Data for the task:
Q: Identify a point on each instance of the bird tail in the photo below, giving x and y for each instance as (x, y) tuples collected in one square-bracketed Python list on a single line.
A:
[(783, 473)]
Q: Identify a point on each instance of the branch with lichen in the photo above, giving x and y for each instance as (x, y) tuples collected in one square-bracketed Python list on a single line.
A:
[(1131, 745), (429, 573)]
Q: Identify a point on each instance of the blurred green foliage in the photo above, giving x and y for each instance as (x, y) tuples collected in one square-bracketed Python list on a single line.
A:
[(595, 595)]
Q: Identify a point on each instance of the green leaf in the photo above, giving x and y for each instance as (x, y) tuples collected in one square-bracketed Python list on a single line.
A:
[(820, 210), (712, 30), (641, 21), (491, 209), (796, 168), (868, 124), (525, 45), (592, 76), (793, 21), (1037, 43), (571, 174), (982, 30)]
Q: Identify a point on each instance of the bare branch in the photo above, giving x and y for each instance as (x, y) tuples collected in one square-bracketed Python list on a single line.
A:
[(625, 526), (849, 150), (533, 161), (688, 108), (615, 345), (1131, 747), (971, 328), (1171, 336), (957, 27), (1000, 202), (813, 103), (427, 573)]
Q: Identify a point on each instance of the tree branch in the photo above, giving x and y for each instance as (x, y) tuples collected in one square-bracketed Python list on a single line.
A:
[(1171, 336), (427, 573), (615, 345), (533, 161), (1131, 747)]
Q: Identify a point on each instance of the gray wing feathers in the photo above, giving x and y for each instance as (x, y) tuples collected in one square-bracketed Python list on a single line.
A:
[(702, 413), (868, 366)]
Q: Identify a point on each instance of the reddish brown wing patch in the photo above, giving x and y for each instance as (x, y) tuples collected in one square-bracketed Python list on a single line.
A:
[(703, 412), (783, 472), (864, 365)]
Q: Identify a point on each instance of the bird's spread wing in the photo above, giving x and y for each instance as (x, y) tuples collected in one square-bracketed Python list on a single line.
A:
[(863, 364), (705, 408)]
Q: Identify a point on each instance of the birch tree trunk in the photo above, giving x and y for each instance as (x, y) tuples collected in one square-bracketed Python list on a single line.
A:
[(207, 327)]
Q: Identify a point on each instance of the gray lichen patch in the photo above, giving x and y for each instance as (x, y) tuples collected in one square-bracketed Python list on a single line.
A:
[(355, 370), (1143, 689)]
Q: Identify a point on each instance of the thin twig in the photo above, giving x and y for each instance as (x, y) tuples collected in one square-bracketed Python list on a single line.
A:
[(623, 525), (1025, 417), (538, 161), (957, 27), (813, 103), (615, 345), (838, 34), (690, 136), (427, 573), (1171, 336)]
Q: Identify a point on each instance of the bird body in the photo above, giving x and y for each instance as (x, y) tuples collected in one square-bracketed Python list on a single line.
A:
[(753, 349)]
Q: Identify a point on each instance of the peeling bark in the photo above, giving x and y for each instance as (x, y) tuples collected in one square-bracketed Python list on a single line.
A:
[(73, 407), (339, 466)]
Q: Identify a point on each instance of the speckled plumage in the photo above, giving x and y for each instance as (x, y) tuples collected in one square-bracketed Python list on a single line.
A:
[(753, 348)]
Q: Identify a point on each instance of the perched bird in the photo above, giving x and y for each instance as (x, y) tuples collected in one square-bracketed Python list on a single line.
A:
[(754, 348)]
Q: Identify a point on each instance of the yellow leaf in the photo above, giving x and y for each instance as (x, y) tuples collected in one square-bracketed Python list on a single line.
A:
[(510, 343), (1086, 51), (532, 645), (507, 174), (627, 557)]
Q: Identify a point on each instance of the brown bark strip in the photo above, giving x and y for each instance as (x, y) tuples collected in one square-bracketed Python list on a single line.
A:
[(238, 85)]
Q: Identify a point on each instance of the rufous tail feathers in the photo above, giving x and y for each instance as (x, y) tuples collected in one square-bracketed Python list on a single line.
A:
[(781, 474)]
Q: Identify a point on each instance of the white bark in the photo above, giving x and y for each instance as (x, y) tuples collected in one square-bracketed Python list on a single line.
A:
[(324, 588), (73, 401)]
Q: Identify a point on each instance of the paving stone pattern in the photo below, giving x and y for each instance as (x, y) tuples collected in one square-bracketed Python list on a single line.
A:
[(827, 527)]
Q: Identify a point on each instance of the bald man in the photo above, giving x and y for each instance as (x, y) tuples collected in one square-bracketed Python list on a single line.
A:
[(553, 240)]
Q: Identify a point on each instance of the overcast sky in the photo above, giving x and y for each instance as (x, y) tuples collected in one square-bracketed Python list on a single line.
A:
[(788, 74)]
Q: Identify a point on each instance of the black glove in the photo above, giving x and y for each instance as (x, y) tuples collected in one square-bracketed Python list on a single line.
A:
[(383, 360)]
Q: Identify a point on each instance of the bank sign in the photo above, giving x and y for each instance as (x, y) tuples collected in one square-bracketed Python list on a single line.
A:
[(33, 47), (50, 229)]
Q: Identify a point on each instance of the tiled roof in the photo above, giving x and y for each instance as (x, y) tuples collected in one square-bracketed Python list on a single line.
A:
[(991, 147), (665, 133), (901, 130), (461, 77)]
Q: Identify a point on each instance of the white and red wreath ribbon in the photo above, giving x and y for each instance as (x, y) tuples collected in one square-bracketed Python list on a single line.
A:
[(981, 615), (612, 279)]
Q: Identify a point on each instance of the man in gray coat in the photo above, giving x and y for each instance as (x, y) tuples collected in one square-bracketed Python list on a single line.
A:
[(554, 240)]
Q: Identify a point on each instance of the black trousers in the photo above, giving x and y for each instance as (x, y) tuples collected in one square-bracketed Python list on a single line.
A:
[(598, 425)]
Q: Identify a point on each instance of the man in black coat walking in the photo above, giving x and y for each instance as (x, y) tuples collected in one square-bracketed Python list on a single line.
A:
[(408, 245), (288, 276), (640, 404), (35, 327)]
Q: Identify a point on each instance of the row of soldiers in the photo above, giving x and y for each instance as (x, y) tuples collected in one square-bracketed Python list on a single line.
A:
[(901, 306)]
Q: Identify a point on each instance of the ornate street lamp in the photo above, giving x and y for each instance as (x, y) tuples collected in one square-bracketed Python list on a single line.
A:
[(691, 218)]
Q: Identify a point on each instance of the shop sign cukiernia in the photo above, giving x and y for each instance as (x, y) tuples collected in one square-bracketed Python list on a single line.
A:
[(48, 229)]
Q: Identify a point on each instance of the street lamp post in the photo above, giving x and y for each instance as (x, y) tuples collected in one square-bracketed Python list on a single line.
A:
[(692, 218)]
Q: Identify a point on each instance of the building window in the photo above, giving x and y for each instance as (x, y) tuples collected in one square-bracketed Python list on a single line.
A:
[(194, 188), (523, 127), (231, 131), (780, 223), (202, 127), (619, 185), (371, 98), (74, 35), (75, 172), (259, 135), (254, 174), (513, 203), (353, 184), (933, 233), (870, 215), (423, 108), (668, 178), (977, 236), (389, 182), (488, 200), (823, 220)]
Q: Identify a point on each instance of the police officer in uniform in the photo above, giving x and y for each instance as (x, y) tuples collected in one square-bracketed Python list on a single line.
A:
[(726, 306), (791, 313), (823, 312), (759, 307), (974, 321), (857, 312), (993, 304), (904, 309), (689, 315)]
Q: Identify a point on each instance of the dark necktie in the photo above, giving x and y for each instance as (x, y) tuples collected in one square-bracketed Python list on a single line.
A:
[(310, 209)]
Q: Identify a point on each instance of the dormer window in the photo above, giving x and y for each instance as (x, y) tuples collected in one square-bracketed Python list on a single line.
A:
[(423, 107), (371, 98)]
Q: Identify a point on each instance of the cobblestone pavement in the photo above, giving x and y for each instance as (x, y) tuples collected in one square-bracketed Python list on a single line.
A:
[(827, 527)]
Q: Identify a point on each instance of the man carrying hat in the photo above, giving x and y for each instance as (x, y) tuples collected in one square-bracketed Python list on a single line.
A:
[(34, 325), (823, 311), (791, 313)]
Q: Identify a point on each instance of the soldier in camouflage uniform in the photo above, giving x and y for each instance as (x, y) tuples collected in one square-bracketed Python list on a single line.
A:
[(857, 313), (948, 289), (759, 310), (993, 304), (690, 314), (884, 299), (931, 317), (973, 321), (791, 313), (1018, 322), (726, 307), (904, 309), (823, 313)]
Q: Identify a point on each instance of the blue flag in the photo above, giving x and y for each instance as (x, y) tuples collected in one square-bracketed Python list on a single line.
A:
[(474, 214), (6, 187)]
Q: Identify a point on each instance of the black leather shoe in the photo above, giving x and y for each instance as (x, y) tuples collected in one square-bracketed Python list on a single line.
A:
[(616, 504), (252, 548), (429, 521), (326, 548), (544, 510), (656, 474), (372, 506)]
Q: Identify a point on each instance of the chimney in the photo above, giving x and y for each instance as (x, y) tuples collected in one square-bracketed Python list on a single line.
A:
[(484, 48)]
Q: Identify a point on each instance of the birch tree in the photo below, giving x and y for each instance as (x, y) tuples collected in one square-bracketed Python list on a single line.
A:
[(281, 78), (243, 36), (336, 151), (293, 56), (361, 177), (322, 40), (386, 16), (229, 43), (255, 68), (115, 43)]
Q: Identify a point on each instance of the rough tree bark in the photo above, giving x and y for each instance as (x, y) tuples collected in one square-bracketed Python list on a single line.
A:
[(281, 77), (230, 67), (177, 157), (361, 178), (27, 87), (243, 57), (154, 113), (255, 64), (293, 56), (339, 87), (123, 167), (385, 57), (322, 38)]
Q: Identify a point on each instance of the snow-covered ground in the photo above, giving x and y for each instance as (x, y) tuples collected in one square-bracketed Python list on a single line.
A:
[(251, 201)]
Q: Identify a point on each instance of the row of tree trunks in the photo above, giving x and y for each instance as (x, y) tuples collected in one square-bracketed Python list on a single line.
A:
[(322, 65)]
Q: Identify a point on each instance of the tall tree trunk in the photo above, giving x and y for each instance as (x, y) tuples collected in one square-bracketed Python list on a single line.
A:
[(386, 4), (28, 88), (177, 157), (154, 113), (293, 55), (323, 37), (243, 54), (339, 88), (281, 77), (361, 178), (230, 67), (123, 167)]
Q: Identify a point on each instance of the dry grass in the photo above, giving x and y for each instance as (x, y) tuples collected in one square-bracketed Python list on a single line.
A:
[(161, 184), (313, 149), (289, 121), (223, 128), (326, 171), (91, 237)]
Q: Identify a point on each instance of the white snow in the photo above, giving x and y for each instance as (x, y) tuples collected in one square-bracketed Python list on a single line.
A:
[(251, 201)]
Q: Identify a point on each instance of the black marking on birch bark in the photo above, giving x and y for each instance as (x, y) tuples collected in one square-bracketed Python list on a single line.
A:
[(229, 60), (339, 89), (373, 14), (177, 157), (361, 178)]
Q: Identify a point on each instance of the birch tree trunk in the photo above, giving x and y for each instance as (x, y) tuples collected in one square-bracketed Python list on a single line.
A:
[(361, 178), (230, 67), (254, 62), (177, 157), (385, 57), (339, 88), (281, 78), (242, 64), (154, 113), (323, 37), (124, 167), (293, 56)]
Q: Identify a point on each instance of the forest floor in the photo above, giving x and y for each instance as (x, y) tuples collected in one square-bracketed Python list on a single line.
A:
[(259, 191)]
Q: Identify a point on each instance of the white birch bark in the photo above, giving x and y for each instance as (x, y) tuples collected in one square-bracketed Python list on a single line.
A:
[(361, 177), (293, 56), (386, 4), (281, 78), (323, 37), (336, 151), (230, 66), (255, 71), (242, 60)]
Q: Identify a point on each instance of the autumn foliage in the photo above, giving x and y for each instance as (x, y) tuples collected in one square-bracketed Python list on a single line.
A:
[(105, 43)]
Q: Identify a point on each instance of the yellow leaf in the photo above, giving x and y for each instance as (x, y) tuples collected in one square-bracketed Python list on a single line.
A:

The problem:
Revise the records from their start through the line holding "[(595, 595)]", inclusive, replacing "branch with lichen" with "lichen-covered branch" and leaving everything else unchanged. Give only those lines.

The solution:
Q: Identify a point on each instance of the bird tail in the photo below, giving x and y for each instance as (x, y) tuples collected in one square-bracketed Python list on a single line.
A:
[(783, 473)]
Q: Identify a point on each instance of the lichen-covered branch in the photo above, giving x and y for each instance as (x, y) tuples collected in one square-bracketed Python list on a single line.
A:
[(1131, 745), (429, 573)]
Q: Identify a point on each instance of the blurred green foliage in the photo above, giving x and y for each instance as (x, y) tuples collected in one square-bracketed Python list on a single line.
A:
[(595, 595)]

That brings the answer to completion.